[Document excerpt Boundary: Start]

CLASSIFICATION

An important premise of data mining is that databases are rich with hidden information which could be useful for decision making. The information we seek can be in many different forms and could be used for a verity of decision making tasks. An important type of decision making task is called pattern recognition. Pattern recognition includes a wide range of problems of practical significance; from speech recognition to classification of postal addresses characters. The pattern recognition tasks can be of two types: classification and prediction. Given a set of values about an object or phenomenon, classification involves classifying it into one of two or more classes. Prediction involves predicting a value for an unknown variable given the values of some know variables. Here we provide a brief description of the classification task.

1.  Classification model

A classification model is built form available data using the known values of the variables and the known class. The available data is called training set and class value is called class label. Constructing the classification model is called supervised learning. Then, given some previously unseen data about an object or phenomenon whose class label is not known, we use the classification model to determine its class.

[Document excerpt Boundary: End]

** Task list **
1. Reproduce the part of the classification passage starting with "An important premise" and going on through "the classification task.".
2. Continue the classification passage from the point where it stops.

[Dataset records Boundary: Start]

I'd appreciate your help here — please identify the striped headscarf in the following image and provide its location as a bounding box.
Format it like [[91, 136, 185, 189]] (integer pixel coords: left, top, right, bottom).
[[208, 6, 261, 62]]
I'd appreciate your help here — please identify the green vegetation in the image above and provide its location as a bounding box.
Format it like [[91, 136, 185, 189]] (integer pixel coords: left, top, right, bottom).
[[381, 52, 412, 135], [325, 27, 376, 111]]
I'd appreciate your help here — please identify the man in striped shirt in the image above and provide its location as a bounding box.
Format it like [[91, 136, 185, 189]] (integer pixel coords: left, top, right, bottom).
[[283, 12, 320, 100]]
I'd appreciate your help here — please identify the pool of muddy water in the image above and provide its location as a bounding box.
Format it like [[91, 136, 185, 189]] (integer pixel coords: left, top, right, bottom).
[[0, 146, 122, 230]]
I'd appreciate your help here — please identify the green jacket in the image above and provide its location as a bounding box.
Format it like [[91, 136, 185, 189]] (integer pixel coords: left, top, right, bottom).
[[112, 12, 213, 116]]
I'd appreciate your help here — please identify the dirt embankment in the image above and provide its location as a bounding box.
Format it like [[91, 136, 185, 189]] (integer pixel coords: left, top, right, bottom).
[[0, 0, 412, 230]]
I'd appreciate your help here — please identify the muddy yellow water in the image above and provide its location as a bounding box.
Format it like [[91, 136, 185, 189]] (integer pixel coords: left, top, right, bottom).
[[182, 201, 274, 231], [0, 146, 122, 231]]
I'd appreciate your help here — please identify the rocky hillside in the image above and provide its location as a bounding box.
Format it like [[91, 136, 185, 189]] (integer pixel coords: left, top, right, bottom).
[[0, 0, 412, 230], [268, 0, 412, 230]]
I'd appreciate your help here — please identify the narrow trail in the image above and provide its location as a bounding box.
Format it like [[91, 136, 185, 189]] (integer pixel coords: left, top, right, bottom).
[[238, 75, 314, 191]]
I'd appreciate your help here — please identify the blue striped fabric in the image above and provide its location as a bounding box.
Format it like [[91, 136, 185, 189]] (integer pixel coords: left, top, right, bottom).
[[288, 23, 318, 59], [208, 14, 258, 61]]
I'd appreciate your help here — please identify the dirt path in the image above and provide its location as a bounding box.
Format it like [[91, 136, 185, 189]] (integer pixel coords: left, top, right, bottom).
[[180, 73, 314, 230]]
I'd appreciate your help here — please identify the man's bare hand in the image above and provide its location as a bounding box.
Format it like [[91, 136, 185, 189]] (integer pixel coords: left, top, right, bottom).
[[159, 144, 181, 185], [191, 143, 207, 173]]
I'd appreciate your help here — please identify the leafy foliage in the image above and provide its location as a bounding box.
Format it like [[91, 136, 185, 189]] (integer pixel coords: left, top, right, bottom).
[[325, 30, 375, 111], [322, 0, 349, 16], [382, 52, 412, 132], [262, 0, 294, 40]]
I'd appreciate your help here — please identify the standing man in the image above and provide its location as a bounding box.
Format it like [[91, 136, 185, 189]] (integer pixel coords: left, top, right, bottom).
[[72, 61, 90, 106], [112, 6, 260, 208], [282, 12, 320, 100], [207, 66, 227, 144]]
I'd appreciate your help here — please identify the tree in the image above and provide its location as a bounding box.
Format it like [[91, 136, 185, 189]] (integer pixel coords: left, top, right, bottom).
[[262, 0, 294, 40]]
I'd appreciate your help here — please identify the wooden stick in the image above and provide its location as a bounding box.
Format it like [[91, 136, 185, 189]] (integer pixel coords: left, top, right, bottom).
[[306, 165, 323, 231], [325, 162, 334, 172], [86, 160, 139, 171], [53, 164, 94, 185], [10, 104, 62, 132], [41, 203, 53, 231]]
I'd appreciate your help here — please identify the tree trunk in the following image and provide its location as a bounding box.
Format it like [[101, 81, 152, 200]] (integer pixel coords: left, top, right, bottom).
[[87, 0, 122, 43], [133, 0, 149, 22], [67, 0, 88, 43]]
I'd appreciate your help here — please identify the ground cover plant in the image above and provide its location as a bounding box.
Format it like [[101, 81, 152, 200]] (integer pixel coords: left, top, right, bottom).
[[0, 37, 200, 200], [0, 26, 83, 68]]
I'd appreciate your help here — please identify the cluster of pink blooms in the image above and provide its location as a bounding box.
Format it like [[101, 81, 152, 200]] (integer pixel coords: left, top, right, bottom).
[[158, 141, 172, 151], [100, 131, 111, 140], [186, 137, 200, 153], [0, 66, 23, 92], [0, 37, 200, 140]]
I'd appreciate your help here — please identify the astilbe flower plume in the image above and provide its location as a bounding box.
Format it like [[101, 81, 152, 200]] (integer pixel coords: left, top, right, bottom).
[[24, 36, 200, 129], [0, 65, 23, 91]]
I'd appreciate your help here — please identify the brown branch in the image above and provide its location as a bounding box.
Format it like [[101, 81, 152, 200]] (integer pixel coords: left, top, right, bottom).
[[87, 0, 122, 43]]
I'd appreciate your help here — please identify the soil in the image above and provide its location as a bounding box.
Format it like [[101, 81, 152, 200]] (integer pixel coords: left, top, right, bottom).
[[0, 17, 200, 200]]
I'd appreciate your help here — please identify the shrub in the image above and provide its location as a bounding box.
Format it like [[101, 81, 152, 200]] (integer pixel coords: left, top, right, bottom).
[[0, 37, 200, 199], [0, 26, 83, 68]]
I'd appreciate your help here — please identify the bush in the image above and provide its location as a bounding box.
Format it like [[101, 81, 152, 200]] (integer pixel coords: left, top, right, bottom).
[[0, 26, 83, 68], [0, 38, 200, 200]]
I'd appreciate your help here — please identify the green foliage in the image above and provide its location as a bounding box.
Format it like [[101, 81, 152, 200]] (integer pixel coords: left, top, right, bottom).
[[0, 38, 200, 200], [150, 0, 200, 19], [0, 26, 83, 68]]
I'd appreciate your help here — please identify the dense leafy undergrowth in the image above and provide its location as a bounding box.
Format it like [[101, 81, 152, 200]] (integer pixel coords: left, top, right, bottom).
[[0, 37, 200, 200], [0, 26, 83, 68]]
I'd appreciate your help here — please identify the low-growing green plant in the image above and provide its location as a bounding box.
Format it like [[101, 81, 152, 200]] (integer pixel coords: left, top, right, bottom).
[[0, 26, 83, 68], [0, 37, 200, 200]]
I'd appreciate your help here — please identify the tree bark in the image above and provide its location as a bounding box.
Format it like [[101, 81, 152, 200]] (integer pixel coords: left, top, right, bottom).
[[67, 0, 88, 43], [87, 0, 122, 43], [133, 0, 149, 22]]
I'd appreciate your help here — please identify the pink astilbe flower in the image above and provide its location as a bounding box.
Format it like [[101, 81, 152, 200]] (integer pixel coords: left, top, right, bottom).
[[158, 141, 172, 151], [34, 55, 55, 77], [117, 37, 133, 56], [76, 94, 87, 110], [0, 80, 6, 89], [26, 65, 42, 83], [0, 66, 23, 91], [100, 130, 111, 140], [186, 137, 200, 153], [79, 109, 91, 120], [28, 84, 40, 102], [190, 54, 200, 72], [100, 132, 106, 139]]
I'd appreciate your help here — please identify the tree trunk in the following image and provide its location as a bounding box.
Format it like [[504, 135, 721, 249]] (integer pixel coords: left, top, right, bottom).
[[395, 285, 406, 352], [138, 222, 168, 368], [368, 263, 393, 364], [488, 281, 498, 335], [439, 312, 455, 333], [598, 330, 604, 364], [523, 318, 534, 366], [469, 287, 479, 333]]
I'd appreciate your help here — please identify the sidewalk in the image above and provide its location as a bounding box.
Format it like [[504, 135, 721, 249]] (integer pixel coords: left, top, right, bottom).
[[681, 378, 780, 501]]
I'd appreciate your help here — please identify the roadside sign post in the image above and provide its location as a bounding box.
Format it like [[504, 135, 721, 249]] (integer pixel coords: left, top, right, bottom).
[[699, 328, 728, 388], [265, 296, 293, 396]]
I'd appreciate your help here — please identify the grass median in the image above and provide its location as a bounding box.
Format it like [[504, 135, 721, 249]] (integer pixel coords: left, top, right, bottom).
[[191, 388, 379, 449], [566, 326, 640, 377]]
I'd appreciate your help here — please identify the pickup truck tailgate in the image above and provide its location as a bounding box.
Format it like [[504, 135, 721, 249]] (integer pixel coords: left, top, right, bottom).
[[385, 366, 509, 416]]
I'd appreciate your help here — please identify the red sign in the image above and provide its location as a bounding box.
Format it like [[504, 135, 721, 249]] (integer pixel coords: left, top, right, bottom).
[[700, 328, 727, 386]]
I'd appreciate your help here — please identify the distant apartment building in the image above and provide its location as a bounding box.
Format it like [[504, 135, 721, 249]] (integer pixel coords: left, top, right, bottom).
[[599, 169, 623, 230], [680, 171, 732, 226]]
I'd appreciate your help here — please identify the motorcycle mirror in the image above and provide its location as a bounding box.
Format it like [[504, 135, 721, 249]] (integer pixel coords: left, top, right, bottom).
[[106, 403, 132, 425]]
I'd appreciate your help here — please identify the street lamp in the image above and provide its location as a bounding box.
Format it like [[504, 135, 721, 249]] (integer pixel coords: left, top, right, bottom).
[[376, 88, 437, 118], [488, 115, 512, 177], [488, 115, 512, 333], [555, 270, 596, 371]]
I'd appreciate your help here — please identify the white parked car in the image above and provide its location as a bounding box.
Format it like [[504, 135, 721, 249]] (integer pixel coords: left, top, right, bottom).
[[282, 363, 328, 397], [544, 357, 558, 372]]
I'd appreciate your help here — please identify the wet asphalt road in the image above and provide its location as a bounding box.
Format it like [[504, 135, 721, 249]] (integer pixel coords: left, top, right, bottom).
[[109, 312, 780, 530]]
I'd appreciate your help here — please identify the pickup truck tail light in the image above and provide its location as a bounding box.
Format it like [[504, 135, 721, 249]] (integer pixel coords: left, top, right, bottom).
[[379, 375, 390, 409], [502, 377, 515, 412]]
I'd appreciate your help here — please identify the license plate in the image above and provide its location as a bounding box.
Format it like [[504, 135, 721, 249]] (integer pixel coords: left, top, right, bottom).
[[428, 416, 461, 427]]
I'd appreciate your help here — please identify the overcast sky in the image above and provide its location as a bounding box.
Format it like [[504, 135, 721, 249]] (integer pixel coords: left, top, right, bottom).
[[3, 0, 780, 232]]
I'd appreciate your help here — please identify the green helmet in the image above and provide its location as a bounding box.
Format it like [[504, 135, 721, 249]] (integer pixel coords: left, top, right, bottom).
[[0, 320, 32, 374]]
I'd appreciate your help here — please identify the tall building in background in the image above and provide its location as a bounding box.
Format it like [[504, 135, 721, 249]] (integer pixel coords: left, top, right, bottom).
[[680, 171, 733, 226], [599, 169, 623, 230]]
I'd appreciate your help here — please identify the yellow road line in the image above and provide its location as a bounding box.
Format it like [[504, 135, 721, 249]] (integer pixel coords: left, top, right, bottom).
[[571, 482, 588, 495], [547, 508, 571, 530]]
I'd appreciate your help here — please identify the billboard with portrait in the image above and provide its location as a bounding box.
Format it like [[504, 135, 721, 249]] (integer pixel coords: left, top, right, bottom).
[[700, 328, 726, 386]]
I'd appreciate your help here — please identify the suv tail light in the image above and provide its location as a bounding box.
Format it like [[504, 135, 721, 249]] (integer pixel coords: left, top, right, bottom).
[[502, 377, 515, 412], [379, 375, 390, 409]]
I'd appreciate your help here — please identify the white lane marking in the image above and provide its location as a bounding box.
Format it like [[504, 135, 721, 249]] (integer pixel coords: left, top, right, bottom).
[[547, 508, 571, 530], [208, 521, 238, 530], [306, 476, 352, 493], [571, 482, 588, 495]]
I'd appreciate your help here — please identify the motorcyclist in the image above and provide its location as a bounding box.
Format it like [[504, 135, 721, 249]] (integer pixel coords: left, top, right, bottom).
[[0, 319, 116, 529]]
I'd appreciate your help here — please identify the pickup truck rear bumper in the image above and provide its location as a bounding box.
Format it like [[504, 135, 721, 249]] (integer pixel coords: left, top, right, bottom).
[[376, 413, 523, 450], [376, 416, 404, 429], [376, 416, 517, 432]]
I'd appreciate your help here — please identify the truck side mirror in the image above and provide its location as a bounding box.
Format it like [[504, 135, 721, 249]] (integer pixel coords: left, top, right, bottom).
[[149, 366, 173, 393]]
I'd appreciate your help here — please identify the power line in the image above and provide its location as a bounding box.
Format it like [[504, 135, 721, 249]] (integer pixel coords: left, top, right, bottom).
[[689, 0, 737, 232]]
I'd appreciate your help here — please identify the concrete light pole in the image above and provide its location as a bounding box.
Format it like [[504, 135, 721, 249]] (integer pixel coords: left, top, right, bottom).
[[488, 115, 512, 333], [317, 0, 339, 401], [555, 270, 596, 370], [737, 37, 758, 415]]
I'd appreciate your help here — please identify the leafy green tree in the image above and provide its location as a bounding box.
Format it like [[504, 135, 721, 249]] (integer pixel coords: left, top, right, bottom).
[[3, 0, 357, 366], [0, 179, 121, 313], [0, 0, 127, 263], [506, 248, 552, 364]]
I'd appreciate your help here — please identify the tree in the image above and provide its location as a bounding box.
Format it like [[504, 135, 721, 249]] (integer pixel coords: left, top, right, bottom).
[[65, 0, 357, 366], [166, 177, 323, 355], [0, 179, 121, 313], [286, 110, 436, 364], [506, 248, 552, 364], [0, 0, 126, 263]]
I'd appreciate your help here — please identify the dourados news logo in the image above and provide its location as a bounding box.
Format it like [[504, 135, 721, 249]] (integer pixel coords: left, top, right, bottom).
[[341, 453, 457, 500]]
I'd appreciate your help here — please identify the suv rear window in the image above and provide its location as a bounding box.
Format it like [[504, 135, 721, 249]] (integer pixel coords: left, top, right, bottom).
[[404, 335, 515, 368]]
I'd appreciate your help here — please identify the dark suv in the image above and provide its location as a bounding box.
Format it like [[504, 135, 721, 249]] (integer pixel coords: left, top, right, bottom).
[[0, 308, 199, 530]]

[Dataset records Boundary: End]

** Responses by item number **
1.
An important premise of data mining is that databases are rich with hidden information which could be useful for decision making. The information we seek can be in many different forms and could be used for a verity of decision making tasks. An important type of decision making task is called pattern recognition. Pattern recognition includes a wide range of problems of practical significance; from speech recognition to classification of postal addresses characters. The pattern recognition tasks can be of two types: classification and prediction. Given a set of values about an object or phenomenon, classification involves classifying it into one of two or more classes. Prediction involves predicting a value for an unknown variable given the values of some know variables. Here we provide a brief description of the classification task.

2.
There are many reasons why we may wish to set up a classification procedure or develop a classification model.

l  Such a procedure may be much faster than humans (postal code reading).

l  Procedure needs to be unbiased (credit applications where humans may have bias

l  Accuracy (medical diagnosis).

l  Supervisor may be a verdict of experts used for developing the classification model.

2.  Classifier Issues

Some issues that must be considering in developing a classifier are listed below:

Accuracy: represented as proportion of correct classifications. However, some errors may be more serious than others and it may be necessary to control different error rates.

Speed: the speed of classification is important in some applications (real time control systems). Sometimes there is a tradeoff between accuracy and speed.

Comprehensibility of classification model especially when humans are involved in decision making (medical diagnosis).

Time to learn: the classification model from the training data, e.g. in a battlefield where correct and fast classification is necessary based on available data.

3.  Classification by Decision Tree Induction

A decision tree or classification tree is a tree structure, where root node is an attribute (or feature). Internal nodes represent attributes and branches represent attribute values. The leaf nodes are classes. A path in a tree is a traversal from the root to a leaf node and represents a decision predicate.

Steps in developing a decision tree classifier.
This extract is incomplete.